◆ YOUR GOAL: Gather every line below that contains the word "instance" and copy each of those lines in full.

◆ STORED ROWS:
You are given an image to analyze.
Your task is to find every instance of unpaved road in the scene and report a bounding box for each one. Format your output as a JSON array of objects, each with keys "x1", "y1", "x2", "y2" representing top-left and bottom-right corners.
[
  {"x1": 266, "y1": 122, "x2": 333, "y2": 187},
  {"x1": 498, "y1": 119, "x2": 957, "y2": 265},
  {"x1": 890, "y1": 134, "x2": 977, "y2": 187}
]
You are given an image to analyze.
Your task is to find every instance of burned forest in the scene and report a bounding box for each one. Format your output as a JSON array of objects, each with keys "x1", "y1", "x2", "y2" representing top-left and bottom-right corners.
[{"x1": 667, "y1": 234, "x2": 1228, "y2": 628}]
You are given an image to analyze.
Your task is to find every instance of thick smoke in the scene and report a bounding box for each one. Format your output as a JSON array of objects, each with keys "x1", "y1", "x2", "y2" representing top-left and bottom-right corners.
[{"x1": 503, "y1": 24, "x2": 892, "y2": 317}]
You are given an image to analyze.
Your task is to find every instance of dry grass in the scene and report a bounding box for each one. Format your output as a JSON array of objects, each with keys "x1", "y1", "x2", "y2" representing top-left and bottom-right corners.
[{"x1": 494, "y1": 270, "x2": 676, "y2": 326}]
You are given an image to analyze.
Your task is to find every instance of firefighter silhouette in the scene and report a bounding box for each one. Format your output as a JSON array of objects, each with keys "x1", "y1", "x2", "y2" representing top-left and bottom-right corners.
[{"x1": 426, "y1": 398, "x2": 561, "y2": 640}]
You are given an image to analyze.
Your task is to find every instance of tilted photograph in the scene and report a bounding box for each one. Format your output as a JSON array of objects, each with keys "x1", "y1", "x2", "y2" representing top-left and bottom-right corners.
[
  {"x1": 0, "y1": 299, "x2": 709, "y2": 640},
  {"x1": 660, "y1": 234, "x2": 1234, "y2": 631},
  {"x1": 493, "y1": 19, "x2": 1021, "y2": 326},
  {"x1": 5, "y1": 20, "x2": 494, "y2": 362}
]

◆ EXERCISE RESULT:
Your task is to find every instance of unpaved road in the scene and report a bounding box for each one. Format your output as a JSON array of objects, each with keys "x1", "y1", "x2", "y2" representing top-left and bottom-right corners.
Your task is to find every instance of burned forest in the scene and report a bounding box for each one. Format your output as a JSON array of objects, each with keys "x1", "y1", "x2", "y2" representing top-left and bottom-right corners.
Your task is to find every instance of thick smoke in the scene and report a bounding box for each one. Format your output as a JSON array of objects, each with keys "x1", "y1", "x2", "y2" representing top-left and bottom-right corners.
Your task is to find every instance of dry grass in the scene and report a bounding box for each one. Format your output as a JSON array of objects, each with keys "x1", "y1", "x2", "y2" representing top-left and bottom-right corners.
Your task is to find every instance of firefighter silhouette in the scene and report a bounding box for each one. Format your output as a JSON array of objects, each with keys "x1", "y1", "x2", "y2" representing top-left and bottom-right corners.
Your task is to find every instance of tilted photograph in the scene and report a bounding box for each one. Format your output as a JSON array of objects, each with keys "x1", "y1", "x2", "y2" representing top-left and bottom-right corners.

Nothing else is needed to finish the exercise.